Collected data entries

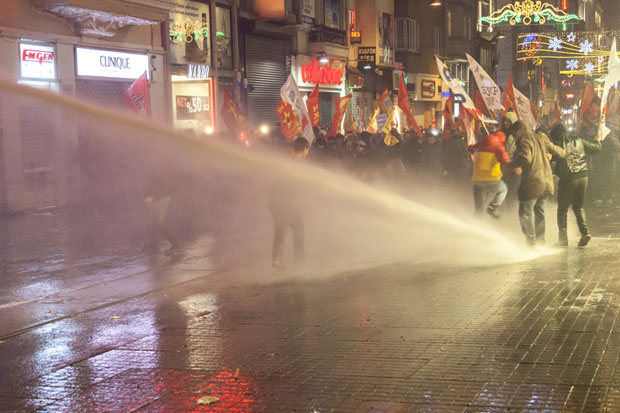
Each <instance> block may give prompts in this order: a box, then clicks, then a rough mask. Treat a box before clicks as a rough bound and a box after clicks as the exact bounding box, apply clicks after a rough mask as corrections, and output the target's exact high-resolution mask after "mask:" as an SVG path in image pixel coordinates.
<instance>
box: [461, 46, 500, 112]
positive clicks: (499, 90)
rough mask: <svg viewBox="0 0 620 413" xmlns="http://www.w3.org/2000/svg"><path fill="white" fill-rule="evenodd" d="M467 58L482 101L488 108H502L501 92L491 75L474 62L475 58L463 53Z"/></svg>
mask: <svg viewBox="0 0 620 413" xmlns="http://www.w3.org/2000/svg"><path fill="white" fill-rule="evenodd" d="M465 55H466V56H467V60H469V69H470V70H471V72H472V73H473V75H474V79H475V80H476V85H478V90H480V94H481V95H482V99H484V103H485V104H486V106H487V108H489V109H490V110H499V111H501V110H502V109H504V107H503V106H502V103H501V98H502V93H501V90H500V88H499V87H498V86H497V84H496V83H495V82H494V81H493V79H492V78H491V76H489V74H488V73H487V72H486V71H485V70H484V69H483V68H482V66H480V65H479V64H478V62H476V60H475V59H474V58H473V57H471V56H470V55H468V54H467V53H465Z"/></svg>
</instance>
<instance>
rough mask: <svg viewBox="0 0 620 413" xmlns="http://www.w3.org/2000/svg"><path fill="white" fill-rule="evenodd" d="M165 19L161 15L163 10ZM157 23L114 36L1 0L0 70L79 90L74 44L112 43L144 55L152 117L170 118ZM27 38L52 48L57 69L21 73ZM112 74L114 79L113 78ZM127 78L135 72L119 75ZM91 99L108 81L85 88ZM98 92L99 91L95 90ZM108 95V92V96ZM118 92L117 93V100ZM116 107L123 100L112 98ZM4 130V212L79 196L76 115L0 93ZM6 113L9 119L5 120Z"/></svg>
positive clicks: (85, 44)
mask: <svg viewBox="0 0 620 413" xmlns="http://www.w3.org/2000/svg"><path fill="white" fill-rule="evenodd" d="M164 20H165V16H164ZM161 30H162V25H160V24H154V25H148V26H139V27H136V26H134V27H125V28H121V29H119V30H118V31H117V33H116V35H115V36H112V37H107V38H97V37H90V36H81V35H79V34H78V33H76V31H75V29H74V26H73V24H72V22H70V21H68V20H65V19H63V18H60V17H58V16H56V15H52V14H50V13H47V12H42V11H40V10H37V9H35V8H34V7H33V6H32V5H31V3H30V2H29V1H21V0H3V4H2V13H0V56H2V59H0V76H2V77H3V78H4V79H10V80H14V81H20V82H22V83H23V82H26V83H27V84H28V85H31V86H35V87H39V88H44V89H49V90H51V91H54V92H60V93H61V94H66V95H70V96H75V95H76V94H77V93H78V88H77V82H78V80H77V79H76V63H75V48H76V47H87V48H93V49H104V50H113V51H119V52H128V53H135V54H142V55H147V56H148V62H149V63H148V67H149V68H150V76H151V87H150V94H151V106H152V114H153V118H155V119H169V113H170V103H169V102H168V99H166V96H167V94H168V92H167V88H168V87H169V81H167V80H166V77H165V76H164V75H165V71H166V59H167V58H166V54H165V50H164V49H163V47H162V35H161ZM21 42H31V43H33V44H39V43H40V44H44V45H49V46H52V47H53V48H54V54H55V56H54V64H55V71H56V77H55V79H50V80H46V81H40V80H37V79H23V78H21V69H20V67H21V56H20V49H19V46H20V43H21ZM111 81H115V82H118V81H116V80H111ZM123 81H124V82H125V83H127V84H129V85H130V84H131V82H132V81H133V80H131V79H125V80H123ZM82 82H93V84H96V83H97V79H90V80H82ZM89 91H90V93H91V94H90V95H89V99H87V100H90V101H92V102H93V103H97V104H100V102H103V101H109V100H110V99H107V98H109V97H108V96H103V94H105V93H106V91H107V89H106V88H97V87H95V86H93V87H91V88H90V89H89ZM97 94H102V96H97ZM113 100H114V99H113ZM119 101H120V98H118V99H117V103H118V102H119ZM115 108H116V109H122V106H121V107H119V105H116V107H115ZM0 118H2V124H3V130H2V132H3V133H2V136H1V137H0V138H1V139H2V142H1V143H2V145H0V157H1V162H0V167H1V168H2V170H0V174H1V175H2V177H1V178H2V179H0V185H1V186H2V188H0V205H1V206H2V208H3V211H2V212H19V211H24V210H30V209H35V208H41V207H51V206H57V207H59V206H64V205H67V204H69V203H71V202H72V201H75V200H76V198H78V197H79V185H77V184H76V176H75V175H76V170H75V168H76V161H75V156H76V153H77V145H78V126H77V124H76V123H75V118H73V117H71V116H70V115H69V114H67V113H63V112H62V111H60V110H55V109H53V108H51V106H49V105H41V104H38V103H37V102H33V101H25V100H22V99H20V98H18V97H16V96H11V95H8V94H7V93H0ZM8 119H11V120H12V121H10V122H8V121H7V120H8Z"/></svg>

EXERCISE REQUIREMENTS
Scan the entries above. Copy each line that has the string "instance".

WRITTEN RESPONSE
Each <instance> block may give prompts in this order: a box, then clicks, then a rough mask. Treat a box before clicks as a rough bound and a box after clicks as the exact bounding box, apply clicks after a rough mask as corrections, and output the target's exact high-resolution mask after "mask:" as an SVG path in image pixel coordinates.
<instance>
</instance>
<instance>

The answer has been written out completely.